→ Records contained in a dataset
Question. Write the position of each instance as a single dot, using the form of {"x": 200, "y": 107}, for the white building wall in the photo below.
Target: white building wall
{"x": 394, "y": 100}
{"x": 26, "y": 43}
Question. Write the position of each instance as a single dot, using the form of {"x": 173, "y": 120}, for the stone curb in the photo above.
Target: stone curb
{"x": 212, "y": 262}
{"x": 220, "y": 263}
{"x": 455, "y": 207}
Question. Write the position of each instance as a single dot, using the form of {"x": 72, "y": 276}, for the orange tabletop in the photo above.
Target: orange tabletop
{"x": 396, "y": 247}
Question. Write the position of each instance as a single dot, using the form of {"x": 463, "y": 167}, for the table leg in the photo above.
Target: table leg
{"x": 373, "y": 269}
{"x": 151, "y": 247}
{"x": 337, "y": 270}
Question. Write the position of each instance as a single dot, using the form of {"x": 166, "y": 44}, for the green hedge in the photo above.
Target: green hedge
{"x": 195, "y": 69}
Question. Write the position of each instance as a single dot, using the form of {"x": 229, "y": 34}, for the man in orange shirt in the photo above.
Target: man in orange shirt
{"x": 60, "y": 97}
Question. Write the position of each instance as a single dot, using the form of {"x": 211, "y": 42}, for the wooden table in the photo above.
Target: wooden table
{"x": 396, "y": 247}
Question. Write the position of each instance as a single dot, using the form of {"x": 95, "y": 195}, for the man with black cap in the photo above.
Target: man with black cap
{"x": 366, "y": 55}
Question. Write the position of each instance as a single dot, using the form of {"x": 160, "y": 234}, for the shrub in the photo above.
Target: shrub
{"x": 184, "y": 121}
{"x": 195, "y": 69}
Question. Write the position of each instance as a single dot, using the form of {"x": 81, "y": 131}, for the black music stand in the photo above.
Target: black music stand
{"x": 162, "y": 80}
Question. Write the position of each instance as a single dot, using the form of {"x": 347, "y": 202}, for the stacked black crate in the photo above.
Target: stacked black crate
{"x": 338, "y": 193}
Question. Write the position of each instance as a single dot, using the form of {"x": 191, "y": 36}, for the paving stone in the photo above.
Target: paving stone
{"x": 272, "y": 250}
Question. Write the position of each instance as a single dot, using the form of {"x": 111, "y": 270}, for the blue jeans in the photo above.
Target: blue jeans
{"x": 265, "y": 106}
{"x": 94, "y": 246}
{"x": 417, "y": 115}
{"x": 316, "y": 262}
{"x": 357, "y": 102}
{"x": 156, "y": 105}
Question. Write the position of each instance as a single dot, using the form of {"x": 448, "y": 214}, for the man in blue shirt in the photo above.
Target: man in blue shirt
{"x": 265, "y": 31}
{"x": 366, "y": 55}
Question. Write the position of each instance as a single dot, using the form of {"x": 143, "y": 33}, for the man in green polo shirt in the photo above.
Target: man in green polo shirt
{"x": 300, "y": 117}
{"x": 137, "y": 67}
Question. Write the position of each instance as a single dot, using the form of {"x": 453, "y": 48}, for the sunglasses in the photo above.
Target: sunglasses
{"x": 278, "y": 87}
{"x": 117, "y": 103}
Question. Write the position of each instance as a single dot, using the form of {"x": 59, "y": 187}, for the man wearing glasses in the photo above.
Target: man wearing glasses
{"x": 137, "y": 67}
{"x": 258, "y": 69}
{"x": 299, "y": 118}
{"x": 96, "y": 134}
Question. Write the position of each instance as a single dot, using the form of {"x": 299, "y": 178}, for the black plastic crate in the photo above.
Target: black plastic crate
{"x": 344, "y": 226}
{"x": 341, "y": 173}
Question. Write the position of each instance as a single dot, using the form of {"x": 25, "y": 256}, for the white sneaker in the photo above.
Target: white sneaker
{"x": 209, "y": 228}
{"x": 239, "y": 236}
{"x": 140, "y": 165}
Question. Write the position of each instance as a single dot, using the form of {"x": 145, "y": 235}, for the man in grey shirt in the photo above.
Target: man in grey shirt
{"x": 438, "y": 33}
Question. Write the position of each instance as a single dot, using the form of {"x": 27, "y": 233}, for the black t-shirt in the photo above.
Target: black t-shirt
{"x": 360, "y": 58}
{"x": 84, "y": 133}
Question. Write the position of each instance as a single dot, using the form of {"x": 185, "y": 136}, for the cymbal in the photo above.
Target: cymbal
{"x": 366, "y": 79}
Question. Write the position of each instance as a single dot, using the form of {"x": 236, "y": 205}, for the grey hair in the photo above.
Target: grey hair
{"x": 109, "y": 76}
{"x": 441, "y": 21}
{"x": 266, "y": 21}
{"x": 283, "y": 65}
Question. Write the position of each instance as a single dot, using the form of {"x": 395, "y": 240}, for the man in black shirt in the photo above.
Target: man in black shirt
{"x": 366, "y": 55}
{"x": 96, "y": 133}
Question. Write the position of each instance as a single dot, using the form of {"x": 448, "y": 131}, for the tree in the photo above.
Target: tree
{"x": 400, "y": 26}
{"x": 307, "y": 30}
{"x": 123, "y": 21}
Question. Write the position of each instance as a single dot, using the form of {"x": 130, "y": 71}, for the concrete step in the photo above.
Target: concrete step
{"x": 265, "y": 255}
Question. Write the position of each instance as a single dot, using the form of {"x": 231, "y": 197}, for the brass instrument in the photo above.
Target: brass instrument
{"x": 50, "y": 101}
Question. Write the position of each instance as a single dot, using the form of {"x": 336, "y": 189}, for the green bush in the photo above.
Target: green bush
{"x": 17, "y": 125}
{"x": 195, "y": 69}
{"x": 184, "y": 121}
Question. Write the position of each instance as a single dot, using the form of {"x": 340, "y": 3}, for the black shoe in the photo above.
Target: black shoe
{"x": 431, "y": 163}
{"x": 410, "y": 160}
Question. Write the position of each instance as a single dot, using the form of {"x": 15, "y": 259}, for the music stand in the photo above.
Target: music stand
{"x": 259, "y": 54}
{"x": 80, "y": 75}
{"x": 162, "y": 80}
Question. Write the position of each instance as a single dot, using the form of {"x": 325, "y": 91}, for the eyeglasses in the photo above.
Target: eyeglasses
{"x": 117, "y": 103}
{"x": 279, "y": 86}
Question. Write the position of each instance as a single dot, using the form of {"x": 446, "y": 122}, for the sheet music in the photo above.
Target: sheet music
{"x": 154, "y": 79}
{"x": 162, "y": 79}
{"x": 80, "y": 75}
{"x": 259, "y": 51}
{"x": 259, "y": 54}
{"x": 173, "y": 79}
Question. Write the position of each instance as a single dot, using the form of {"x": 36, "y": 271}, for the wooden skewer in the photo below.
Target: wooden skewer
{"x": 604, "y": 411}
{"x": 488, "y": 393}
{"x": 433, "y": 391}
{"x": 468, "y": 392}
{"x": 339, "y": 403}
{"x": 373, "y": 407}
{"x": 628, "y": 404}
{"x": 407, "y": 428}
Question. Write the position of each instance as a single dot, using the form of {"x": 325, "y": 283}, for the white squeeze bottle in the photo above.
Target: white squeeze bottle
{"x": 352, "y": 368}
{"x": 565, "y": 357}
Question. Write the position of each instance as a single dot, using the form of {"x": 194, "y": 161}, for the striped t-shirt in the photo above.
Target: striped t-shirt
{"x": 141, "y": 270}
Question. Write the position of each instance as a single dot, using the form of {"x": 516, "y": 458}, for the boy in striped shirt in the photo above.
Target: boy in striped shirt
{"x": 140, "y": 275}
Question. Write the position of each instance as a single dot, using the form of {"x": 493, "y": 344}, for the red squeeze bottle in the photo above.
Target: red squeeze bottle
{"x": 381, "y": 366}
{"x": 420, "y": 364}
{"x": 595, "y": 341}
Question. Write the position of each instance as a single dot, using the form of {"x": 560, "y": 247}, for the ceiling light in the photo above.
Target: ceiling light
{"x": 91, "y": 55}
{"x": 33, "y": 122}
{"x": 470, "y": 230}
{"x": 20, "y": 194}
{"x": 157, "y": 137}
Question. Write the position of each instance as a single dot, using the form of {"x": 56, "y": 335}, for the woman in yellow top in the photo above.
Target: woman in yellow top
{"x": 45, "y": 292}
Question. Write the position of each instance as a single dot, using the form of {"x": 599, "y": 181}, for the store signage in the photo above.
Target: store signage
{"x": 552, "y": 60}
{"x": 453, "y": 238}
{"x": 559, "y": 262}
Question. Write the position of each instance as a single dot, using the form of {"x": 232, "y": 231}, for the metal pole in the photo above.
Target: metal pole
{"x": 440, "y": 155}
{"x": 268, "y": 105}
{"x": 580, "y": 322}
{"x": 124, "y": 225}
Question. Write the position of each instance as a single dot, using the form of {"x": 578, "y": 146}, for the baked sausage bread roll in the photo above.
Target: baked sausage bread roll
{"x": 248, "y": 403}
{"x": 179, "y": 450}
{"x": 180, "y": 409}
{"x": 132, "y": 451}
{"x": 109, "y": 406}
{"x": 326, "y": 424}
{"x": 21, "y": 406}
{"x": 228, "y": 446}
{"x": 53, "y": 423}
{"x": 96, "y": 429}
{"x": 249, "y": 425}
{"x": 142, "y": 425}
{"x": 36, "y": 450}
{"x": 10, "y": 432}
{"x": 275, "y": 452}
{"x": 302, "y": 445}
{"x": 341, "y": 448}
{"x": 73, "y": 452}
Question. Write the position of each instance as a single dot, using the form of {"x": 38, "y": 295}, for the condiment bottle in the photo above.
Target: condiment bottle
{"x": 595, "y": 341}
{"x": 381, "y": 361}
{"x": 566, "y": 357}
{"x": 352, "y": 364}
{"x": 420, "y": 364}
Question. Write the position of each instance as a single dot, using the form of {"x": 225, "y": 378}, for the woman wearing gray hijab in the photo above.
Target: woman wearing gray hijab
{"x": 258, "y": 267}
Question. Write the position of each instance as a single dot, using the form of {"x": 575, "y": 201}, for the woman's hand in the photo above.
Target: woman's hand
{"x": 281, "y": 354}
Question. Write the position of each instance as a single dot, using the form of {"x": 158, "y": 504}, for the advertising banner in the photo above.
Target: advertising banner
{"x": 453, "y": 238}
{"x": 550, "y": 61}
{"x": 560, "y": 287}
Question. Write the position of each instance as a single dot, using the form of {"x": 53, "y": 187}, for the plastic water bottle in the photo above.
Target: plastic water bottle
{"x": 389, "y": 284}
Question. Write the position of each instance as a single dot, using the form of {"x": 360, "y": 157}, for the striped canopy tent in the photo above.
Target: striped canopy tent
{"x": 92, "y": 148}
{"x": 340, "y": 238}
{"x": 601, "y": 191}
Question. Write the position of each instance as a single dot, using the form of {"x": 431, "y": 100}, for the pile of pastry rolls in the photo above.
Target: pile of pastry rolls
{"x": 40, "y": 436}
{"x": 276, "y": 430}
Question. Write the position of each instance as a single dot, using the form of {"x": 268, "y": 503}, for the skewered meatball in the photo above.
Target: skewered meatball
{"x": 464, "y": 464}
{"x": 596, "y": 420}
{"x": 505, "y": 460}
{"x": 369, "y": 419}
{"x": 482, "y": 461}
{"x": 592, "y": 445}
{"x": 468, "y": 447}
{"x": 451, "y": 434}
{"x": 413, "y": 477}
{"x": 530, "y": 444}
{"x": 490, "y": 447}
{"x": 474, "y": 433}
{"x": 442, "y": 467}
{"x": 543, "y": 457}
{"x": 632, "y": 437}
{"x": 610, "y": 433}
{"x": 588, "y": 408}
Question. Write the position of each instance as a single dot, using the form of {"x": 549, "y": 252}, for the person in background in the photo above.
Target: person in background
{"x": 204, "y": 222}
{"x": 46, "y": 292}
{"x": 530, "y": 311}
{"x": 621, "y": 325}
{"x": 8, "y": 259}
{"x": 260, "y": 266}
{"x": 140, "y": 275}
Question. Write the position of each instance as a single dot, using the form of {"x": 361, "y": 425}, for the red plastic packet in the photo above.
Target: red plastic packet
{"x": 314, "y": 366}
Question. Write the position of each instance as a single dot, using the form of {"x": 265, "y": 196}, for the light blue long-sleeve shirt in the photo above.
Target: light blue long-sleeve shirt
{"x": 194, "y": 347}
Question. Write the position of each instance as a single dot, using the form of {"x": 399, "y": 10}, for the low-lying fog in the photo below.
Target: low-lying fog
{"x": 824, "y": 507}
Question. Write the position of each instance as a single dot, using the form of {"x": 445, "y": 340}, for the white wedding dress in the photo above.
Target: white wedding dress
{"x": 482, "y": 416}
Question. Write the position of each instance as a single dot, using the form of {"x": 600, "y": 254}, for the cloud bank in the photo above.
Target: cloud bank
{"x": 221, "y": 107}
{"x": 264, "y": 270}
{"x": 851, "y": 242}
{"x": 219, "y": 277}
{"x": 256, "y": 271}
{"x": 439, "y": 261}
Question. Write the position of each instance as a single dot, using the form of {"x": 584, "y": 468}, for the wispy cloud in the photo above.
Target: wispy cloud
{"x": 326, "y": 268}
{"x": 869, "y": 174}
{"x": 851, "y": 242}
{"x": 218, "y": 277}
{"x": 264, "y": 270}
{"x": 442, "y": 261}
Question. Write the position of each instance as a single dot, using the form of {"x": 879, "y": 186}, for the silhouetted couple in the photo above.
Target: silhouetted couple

→ Exercise requirements
With the line that has "Target: skewered meatball" as the first and the line that has "bank in the photo above." as the last, repeat exactly that run of lines above and no more.

→ Answer to this exercise
Target: skewered meatball
{"x": 464, "y": 464}
{"x": 596, "y": 420}
{"x": 505, "y": 460}
{"x": 369, "y": 419}
{"x": 482, "y": 461}
{"x": 592, "y": 445}
{"x": 468, "y": 447}
{"x": 451, "y": 434}
{"x": 413, "y": 477}
{"x": 530, "y": 444}
{"x": 490, "y": 447}
{"x": 474, "y": 433}
{"x": 442, "y": 467}
{"x": 543, "y": 457}
{"x": 632, "y": 437}
{"x": 610, "y": 433}
{"x": 588, "y": 408}
Question. Write the position of each instance as a single dot, using the form of {"x": 549, "y": 252}, for the person in background in the photo above.
Target: person in background
{"x": 204, "y": 222}
{"x": 46, "y": 292}
{"x": 530, "y": 311}
{"x": 621, "y": 325}
{"x": 8, "y": 259}
{"x": 260, "y": 266}
{"x": 140, "y": 275}
Question. Write the position of each instance as a single dot, using the form of {"x": 361, "y": 425}, for the red plastic packet in the photo above.
Target: red plastic packet
{"x": 314, "y": 366}
Question. Write the position of each instance as a single dot, using the form of {"x": 265, "y": 196}, for the light blue long-sleeve shirt in the photo above.
Target: light blue long-sleeve shirt
{"x": 194, "y": 347}
Question. Write the position of each instance as a single dot, using the form of {"x": 399, "y": 10}, for the low-lying fog in the photo below.
Target: low-lying fog
{"x": 824, "y": 507}
Question. Write the position of each instance as a single dot, using the form of {"x": 445, "y": 340}, for the white wedding dress in the photo above.
Target: white wedding dress
{"x": 482, "y": 416}
Question. Write the position of each instance as a single dot, using the form of {"x": 600, "y": 254}, for the cloud bank in the photo above.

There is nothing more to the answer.